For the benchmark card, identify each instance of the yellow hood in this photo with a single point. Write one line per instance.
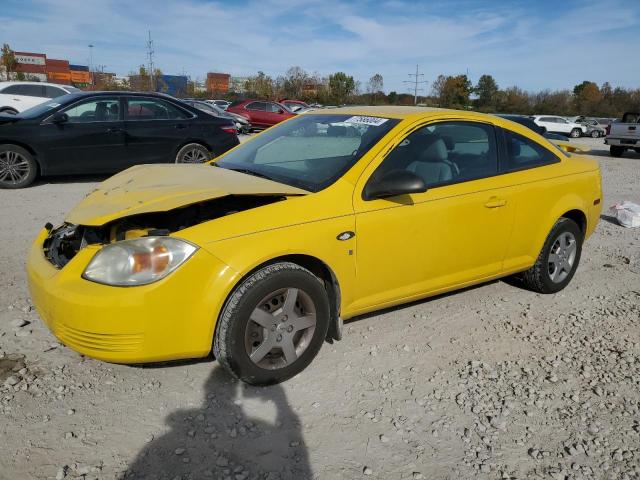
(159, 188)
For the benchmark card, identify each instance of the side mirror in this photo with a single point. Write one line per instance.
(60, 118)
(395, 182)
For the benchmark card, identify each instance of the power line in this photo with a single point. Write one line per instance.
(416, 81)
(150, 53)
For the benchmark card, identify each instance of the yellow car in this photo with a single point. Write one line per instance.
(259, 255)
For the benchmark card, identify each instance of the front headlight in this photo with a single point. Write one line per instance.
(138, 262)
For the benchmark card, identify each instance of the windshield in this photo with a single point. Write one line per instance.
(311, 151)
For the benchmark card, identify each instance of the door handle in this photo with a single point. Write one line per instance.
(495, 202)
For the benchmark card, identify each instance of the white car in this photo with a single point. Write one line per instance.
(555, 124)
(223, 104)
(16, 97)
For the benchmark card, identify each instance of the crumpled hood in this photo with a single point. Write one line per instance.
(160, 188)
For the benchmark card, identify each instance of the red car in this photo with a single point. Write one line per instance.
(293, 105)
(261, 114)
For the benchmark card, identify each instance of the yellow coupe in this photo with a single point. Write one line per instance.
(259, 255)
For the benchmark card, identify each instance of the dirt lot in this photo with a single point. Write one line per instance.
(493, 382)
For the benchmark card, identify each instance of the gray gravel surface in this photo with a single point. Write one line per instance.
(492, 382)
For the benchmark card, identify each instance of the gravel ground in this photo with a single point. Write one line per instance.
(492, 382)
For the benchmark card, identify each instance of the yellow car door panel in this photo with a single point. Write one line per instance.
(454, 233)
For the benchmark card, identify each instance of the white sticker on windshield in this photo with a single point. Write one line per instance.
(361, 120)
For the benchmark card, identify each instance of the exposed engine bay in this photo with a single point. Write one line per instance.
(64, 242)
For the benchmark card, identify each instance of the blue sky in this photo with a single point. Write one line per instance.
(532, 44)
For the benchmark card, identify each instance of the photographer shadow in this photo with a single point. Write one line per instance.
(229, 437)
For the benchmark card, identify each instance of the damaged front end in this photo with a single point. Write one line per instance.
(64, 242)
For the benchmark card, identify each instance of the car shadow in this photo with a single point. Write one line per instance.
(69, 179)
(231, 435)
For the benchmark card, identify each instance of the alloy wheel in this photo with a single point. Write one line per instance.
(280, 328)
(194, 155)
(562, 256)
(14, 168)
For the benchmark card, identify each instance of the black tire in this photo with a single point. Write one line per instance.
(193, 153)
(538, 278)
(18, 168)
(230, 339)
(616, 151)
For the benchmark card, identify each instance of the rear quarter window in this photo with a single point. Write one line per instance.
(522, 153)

==

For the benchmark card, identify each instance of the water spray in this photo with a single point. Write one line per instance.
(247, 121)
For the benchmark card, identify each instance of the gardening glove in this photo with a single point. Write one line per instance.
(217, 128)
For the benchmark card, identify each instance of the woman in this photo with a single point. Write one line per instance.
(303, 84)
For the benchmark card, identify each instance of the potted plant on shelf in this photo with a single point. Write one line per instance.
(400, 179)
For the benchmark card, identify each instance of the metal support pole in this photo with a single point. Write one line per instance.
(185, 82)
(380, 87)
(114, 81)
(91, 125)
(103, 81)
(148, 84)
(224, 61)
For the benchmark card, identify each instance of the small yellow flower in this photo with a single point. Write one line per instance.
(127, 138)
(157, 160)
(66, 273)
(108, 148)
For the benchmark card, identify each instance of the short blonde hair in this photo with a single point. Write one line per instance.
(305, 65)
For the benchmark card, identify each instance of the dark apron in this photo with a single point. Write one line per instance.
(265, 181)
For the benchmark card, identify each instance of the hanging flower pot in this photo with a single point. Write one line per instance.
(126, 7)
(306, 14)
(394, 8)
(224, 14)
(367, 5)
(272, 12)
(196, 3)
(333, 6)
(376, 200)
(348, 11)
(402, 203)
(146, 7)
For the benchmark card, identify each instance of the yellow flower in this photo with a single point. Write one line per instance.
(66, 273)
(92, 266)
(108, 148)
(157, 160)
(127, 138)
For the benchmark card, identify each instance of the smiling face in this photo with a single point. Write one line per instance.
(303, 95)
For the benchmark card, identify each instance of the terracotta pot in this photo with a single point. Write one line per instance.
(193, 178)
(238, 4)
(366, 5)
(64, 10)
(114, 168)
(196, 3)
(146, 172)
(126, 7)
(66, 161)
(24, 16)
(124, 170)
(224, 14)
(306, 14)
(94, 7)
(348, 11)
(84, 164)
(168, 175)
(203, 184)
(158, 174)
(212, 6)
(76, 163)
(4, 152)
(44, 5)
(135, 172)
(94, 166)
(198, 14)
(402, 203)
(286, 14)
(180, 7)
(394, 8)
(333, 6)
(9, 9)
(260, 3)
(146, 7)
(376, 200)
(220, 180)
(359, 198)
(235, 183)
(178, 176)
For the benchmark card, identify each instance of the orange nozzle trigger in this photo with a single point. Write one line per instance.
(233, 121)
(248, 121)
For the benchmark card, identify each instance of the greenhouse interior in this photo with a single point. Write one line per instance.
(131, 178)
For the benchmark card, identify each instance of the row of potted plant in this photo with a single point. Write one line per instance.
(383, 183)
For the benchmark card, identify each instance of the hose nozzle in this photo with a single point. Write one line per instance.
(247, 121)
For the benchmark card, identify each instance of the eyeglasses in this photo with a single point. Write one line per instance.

* _Exercise requirements_
Rewrite the records from the line containing "For the benchmark card, identify each instance of the row" through the line containing "For the benchmark card, identify each instance of the eyeglasses", with "benchmark card" changed to "evaluation sheet" and nothing else altered.

* _Correct answer_
For the evaluation sheet, identify each instance of the row of potted plant in this photo with a single point. Write one line per instance.
(383, 183)
For the evaluation sheet, identify each instance of the hose nozzle in this photo with a single point. Write one line per instance.
(247, 121)
For the evaluation sheet, identify each instance of the eyeglasses in this photo with a single point. Write one line per instance.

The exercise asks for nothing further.